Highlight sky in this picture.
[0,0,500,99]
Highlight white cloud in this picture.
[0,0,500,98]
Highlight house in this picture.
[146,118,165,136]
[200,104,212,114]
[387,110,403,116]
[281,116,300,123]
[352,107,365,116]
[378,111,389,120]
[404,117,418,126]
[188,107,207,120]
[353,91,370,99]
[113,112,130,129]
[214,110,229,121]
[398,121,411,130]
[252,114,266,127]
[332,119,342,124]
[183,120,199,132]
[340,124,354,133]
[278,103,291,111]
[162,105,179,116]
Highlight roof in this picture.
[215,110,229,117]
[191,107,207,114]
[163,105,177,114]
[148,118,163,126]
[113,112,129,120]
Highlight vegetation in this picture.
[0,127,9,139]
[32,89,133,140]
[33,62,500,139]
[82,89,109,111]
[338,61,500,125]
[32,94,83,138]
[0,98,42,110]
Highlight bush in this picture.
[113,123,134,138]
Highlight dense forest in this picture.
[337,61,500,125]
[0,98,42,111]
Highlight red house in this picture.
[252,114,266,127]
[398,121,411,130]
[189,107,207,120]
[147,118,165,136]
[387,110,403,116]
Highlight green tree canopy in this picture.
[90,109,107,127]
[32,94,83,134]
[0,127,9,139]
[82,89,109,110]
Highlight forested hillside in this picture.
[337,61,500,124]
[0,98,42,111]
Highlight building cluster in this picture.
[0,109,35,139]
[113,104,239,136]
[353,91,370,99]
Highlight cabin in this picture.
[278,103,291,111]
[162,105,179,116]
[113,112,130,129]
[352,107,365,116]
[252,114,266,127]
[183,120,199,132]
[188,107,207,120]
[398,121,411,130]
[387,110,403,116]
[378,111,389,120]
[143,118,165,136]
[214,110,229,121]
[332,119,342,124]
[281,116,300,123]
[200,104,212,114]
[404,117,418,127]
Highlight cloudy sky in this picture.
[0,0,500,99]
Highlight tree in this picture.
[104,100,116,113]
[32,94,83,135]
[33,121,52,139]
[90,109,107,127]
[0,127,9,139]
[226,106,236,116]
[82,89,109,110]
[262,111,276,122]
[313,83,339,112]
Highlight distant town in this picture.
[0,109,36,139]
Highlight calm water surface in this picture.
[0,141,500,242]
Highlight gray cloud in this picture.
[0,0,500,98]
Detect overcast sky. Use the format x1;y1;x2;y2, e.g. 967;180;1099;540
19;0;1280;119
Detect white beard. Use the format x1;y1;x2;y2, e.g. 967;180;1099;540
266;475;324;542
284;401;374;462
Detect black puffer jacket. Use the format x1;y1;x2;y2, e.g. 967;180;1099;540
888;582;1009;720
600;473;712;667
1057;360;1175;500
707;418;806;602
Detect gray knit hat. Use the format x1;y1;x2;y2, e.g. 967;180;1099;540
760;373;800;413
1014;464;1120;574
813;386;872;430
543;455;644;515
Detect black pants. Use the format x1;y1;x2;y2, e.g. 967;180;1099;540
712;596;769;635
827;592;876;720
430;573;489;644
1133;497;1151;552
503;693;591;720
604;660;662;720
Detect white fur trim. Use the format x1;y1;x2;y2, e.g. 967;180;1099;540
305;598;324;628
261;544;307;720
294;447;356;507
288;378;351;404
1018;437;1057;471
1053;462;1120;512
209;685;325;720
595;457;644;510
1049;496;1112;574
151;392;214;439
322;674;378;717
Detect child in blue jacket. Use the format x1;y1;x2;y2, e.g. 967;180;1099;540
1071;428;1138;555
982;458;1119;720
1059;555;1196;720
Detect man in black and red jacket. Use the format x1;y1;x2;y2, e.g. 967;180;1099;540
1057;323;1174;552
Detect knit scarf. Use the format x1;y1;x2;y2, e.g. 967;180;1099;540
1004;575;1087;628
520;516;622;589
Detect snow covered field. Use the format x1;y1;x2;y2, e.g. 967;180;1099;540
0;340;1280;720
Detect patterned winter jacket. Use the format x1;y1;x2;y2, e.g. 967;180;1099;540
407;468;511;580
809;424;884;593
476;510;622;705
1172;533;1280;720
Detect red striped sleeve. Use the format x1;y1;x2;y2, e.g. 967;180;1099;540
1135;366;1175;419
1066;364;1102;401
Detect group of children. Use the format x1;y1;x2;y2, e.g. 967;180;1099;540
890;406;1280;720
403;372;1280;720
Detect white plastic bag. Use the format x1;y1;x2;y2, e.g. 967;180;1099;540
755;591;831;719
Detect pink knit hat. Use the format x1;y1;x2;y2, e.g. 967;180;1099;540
*****
## Exercise
Copy every one of the lines above, word for word, without changing anything.

## Problem solution
Highlight sky in this picture.
[0,0,500,99]
Highlight white cloud in this picture.
[0,0,500,98]
Highlight house in this picture.
[146,118,165,136]
[200,104,212,114]
[387,110,403,116]
[281,116,300,123]
[352,107,365,116]
[378,111,389,120]
[404,117,418,126]
[188,107,207,120]
[353,91,370,99]
[113,112,130,129]
[214,110,229,121]
[398,121,411,130]
[252,114,266,127]
[332,119,342,124]
[183,120,199,132]
[340,124,354,133]
[278,103,291,111]
[162,105,179,116]
Highlight roof in this picture.
[215,110,229,117]
[191,107,207,114]
[163,105,177,114]
[148,118,163,126]
[113,112,129,120]
Highlight vegetation in this picture.
[0,127,9,139]
[32,89,133,140]
[33,62,500,139]
[82,89,109,111]
[338,61,500,125]
[32,94,83,138]
[0,98,42,110]
Highlight bush in this picture.
[113,123,134,138]
Highlight dense forest in this picture.
[337,61,500,125]
[0,98,42,111]
Highlight red house in this picture.
[252,114,266,127]
[398,121,411,130]
[189,107,207,120]
[147,118,165,136]
[387,110,403,116]
Highlight green tree canopy in this picture.
[90,109,107,127]
[32,94,83,134]
[0,127,9,139]
[82,89,109,110]
Highlight forested hillside in this picture.
[337,61,500,124]
[0,98,42,111]
Highlight building cluster in this picture.
[0,109,35,139]
[113,104,239,136]
[353,91,370,99]
Highlight cabin in this picture.
[278,103,291,111]
[162,105,179,116]
[113,112,130,129]
[352,107,365,116]
[252,114,266,127]
[183,120,199,132]
[188,107,207,120]
[398,121,411,130]
[387,110,403,116]
[378,111,389,120]
[143,118,165,136]
[214,110,229,121]
[332,119,342,124]
[281,116,300,123]
[200,104,212,114]
[404,117,418,127]
Highlight cloudy sky in this picture.
[0,0,500,99]
Highlight tree in this picture.
[104,100,116,113]
[32,94,83,135]
[33,121,52,139]
[90,109,107,127]
[0,127,9,139]
[226,106,236,116]
[82,89,109,110]
[262,111,276,122]
[313,83,339,112]
Highlight distant town in this picture.
[0,109,36,139]
Highlight calm water surface in this picture.
[0,141,500,242]
Highlight gray cloud in this picture.
[0,0,500,98]
Detect overcast sky. Use the format x1;y1;x2;y2, e.g. 967;180;1099;540
19;0;1280;119
Detect white beard. Use the format x1;y1;x2;y2, e.g. 967;180;1099;540
266;475;324;542
284;401;374;462
Detect black puffer jacket. Use the format x1;y1;x2;y2, e.g. 967;180;1099;540
888;582;1009;720
600;473;712;667
1057;360;1175;500
707;418;806;602
Detect gray knit hat. Use the format x1;y1;x2;y2, e.g. 967;180;1099;540
760;373;800;413
1014;464;1120;574
813;386;872;430
543;455;644;515
Detect black pants. Use the format x1;y1;x2;y2, e.g. 967;180;1099;540
712;596;769;635
827;592;876;720
430;573;489;644
1133;497;1151;552
503;693;591;720
604;660;662;720
Detect white fur trim. Use the format x1;y1;x2;y2, e.g. 967;180;1099;540
305;598;324;628
261;544;307;720
294;447;356;507
288;378;351;404
1018;437;1057;471
1053;462;1120;512
209;685;325;720
595;457;644;510
1049;496;1112;574
151;392;214;439
322;674;378;717
Detect child in blue jacket. Use the format x1;y1;x2;y2, e.g. 967;180;1099;540
1071;428;1138;555
982;458;1119;720
1059;555;1196;720
Detect man in black and red jacket. Use the format x1;y1;x2;y2, e.g. 967;180;1099;540
1057;323;1174;552
Detect knit scarf. Use the format x1;y1;x2;y2, e.g. 967;180;1099;540
1004;575;1087;628
520;516;622;589
Detect snow covered field. Use the format x1;y1;x2;y2, e.g. 967;180;1099;540
0;340;1280;720
Detect patterned winter jacket. Use the format x1;y1;x2;y2, e.g. 967;180;1099;540
407;468;511;580
809;424;884;593
476;510;622;705
1172;533;1280;720
Detect red striped sleeve. Use the format x1;y1;x2;y2, e.g. 967;180;1099;540
1135;366;1175;419
1066;364;1102;401
Detect group of children. Use the format x1;y1;x2;y2, e.g. 967;180;1099;540
890;406;1280;720
403;372;1280;720
Detect white plastic bag. Use the format x1;y1;x2;y2, e.g. 967;180;1099;540
755;591;831;719
Detect pink knit hat. Use the format x1;y1;x2;y2, e.g. 967;180;1099;540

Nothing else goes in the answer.